(Image point grounding data)
____________________

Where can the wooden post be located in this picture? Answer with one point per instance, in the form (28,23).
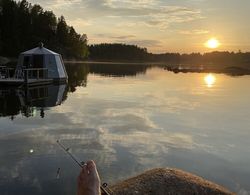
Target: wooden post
(26,76)
(37,73)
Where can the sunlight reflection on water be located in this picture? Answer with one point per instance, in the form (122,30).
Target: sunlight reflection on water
(128,125)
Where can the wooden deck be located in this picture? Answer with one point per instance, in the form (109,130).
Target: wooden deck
(31,82)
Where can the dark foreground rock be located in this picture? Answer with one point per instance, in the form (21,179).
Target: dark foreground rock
(163,181)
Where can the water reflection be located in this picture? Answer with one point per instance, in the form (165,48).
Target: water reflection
(30,100)
(133,118)
(210,80)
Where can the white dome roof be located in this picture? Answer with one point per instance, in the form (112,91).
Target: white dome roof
(39,51)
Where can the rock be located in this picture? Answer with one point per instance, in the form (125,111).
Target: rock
(3,60)
(164,181)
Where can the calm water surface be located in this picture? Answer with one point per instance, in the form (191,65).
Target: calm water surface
(128,119)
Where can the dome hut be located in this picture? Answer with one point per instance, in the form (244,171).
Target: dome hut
(41,58)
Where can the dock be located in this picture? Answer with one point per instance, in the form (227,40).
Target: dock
(30,82)
(30,77)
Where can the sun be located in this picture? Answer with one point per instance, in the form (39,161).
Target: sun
(210,80)
(212,43)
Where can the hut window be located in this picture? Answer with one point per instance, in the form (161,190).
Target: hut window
(37,61)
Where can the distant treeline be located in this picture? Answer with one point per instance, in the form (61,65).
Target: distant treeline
(110,52)
(23,26)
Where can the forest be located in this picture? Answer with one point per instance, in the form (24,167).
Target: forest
(23,26)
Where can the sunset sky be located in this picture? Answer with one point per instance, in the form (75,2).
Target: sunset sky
(160,25)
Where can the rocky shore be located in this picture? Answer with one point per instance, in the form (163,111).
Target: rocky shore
(164,181)
(3,60)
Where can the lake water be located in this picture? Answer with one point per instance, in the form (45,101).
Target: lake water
(128,119)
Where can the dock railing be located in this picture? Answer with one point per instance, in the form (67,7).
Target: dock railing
(35,73)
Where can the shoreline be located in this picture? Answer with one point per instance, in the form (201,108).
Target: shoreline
(164,181)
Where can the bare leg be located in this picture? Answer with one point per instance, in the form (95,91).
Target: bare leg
(89,180)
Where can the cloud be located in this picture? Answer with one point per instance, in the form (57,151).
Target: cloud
(148,13)
(194,32)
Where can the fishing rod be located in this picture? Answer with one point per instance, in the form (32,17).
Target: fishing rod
(104,191)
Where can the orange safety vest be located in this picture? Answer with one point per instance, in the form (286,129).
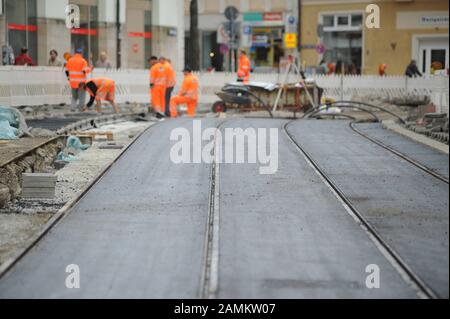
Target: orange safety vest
(78,68)
(104,87)
(190,87)
(158,75)
(171,76)
(245,66)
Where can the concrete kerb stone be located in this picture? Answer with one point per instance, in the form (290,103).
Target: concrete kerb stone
(393,126)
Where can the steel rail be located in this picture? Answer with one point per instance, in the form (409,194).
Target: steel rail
(64,211)
(399,154)
(411,278)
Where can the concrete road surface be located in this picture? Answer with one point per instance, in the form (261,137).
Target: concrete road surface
(407,206)
(141,230)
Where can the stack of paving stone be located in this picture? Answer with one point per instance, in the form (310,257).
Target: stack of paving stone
(38,185)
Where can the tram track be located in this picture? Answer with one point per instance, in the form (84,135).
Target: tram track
(399,154)
(409,276)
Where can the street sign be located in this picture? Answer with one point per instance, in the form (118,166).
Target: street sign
(224,48)
(320,30)
(291,20)
(320,48)
(231,13)
(290,40)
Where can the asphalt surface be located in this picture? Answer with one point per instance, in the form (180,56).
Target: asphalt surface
(425,155)
(407,206)
(140,231)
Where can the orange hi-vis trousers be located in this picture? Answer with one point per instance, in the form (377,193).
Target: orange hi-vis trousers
(179,100)
(158,93)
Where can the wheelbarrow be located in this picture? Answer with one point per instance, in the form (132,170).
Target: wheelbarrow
(261,96)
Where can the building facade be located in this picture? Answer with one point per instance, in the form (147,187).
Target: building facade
(336,30)
(129,31)
(330,30)
(259,27)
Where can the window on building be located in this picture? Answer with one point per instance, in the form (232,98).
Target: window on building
(21,20)
(343,40)
(148,35)
(86,37)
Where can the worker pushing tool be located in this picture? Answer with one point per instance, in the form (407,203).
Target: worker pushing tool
(171,83)
(100,89)
(77,70)
(245,67)
(158,84)
(188,94)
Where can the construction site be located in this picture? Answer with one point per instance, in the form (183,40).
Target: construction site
(241,185)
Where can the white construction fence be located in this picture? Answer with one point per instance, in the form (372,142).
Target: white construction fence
(48,86)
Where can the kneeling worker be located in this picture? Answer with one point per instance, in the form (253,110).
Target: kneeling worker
(188,94)
(100,89)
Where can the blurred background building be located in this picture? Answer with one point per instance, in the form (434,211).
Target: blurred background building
(138,27)
(129,31)
(410,29)
(330,30)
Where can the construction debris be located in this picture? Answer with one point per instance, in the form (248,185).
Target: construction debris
(38,185)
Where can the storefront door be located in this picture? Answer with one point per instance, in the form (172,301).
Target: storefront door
(434,55)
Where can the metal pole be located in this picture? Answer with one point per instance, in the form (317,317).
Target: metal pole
(118,41)
(233,55)
(299,21)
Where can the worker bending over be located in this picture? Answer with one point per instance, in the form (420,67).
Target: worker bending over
(158,84)
(100,89)
(245,67)
(77,69)
(188,94)
(171,83)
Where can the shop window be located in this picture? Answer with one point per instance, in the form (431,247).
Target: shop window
(343,40)
(148,34)
(328,21)
(357,20)
(86,37)
(343,21)
(21,20)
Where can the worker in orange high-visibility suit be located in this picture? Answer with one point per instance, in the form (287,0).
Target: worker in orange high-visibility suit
(77,69)
(188,94)
(245,67)
(158,85)
(101,89)
(171,82)
(382,69)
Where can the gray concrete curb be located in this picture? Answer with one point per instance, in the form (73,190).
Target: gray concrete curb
(392,126)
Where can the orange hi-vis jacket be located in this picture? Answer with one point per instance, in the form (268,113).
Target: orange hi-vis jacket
(245,67)
(158,75)
(171,76)
(77,69)
(105,88)
(190,87)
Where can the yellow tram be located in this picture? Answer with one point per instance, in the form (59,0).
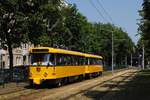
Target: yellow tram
(59,66)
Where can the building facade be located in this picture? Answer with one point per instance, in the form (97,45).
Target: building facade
(20,56)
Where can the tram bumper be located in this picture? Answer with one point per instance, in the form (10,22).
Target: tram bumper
(37,81)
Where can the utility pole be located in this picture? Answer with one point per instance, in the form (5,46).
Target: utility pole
(112,65)
(131,60)
(143,63)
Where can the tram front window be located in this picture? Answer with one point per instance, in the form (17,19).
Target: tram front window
(42,59)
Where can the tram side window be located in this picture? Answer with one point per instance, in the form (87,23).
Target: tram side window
(100,62)
(59,59)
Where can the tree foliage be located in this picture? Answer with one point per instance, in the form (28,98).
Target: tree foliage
(51,23)
(144,28)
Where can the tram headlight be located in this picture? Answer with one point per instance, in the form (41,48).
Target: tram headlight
(45,74)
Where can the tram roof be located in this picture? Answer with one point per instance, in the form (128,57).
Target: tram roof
(62,51)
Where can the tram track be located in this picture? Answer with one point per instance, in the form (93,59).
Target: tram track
(71,90)
(58,93)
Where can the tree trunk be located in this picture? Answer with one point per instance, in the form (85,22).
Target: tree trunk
(10,60)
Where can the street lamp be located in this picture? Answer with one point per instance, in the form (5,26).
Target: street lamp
(112,62)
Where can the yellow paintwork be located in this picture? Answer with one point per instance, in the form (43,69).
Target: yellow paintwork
(93,68)
(54,72)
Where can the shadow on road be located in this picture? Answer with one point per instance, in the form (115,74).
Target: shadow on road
(137,88)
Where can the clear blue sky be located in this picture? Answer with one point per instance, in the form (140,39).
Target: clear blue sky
(123,12)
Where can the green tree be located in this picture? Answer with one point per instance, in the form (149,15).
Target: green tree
(12,26)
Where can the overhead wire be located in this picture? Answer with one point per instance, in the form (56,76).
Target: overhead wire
(105,11)
(99,12)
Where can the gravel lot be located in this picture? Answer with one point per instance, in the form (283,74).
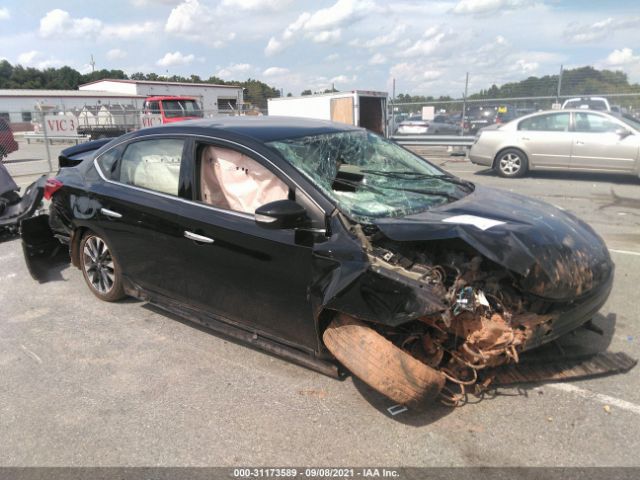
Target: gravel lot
(86,383)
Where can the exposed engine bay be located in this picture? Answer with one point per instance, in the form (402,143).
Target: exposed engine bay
(481,316)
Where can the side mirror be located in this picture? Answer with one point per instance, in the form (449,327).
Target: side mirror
(623,133)
(281,214)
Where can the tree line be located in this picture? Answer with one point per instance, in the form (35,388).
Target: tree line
(67,78)
(578,81)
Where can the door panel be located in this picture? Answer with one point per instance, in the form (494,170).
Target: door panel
(597,146)
(250,275)
(547,139)
(548,149)
(604,151)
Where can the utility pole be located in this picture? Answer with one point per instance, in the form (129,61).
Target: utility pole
(393,108)
(464,104)
(559,85)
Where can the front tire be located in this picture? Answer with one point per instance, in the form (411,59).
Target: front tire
(511,163)
(380,364)
(100,268)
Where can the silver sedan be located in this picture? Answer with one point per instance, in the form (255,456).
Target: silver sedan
(560,139)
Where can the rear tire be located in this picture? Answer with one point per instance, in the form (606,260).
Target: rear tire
(511,163)
(100,268)
(380,364)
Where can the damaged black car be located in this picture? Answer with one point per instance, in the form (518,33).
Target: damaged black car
(327,245)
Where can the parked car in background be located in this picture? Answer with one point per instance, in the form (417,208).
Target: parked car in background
(440,125)
(587,103)
(560,139)
(481,116)
(8,143)
(325,244)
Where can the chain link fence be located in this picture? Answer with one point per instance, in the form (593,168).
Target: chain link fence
(479,106)
(466,117)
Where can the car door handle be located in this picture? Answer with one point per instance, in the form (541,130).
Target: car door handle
(110,213)
(197,238)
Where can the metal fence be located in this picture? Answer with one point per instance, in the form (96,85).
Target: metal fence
(464,117)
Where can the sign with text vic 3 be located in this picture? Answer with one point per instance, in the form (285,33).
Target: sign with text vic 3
(61,125)
(150,120)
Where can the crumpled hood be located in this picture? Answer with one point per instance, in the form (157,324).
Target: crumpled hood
(559,256)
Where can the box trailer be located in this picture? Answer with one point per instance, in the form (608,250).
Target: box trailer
(358,107)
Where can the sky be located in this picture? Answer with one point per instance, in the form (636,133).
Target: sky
(427,46)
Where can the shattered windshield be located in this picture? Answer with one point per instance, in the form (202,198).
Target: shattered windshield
(368,176)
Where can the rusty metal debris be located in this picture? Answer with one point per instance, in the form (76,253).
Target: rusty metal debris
(476,318)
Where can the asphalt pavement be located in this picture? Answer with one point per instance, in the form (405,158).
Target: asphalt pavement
(88,383)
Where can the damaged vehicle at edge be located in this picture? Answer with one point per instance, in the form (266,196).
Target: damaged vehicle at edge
(327,245)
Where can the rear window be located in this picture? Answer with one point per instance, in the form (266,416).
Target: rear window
(152,164)
(553,122)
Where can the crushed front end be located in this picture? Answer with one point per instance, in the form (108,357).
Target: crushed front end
(465,300)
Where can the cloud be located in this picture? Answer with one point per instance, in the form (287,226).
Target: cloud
(625,60)
(256,5)
(377,59)
(274,46)
(116,54)
(623,56)
(27,58)
(577,33)
(275,71)
(151,3)
(434,40)
(172,59)
(343,12)
(34,58)
(342,79)
(327,36)
(414,73)
(199,23)
(231,71)
(382,40)
(130,30)
(187,18)
(59,22)
(484,7)
(322,26)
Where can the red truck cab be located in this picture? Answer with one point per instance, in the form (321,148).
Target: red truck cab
(173,108)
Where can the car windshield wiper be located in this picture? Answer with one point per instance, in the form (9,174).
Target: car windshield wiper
(410,175)
(436,193)
(354,185)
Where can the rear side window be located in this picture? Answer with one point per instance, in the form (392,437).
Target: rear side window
(554,122)
(107,162)
(153,164)
(593,123)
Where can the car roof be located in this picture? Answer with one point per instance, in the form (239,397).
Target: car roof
(261,128)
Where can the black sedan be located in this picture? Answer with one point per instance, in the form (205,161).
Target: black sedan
(325,244)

____________________

(PROBLEM):
Repeat word for word the lines above that run from the line containing "Where can the rear window" through the line containing "Where can the crushed", both ends included, and nothing else.

(RESPONSE FOR THIS EXERCISE):
Where can the rear window be located in this picture? Answer with one point per instance, in the form (266,416).
Target: rear window
(152,164)
(553,122)
Where can the crushed front end be located in this picture? Answer with one point per instance, in the form (108,357).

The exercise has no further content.